Objective: Update the entries below so that every "landing gear" reads "undercarriage", keeping all other text unchanged. Omit the pictures from your answer.

--- BEGIN Information shown ---

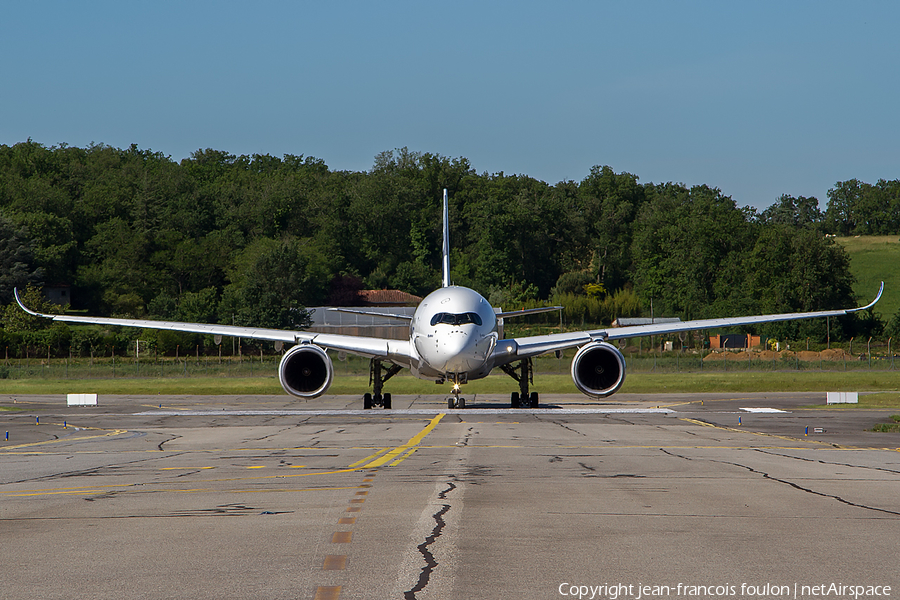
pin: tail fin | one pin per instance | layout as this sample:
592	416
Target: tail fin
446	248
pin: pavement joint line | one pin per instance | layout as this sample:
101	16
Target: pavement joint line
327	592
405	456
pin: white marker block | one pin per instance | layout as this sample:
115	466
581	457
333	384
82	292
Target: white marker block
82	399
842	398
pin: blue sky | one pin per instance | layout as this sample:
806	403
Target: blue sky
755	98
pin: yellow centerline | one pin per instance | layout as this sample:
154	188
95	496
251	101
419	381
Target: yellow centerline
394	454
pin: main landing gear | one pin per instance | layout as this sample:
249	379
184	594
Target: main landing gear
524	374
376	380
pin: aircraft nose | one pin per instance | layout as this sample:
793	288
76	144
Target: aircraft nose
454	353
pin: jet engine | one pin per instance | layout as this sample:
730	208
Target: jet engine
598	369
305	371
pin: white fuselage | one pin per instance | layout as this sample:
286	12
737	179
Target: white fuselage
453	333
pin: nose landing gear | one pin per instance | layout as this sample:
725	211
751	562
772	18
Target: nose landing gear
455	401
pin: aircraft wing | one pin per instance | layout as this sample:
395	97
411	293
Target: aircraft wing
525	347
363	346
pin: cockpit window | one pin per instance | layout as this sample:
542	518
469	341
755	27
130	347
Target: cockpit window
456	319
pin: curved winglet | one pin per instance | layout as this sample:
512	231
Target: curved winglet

--- END Information shown ---

Task answer:
pin: tail fin | one pin per instance | layout as this sample:
592	416
Target: tail fin
446	248
pin: pavement joint line | one pin per instance | layout as this sample:
101	16
Target: pavement joint line
327	592
405	456
pin: white marker block | one pin per instance | layout as this sample:
115	466
581	457
333	384
82	292
Target: white marker block
82	399
842	398
pin: blue sky | one pin per instance | layout as this sample:
806	403
Target: blue sky
755	98
pin: yellow centerline | one pin per instance | layout as this sample:
154	188
95	496
251	101
419	381
Target: yellow centerline
394	454
pin: main undercarriage | one pin per instance | layout as this sample:
249	379
184	594
Target: main undercarriage
524	374
376	380
pin: aircraft nose | one pin per instance | layout as this sample:
793	288
76	144
Target: aircraft nose
454	353
pin: jet engine | one pin per instance | layout as this sample:
730	208
Target: jet engine
598	369
305	371
pin: white fuselage | one pin per instance | layout as this sample:
286	12
737	179
Target: white fuselage
453	333
pin: nose undercarriage | one pin per instance | layout as this sample:
725	211
751	562
772	18
Target: nose undercarriage
455	401
pin: aircraft wing | one pin per instance | layout as this sample:
395	97
411	293
Target: aircraft wing
525	347
363	346
pin: cockpit window | one pin per instance | layout as this sample:
542	518
469	341
755	27
130	347
Target: cockpit window
456	319
pin: curved winglet | one pin per instance | layout as this sample:
512	231
Target: curved winglet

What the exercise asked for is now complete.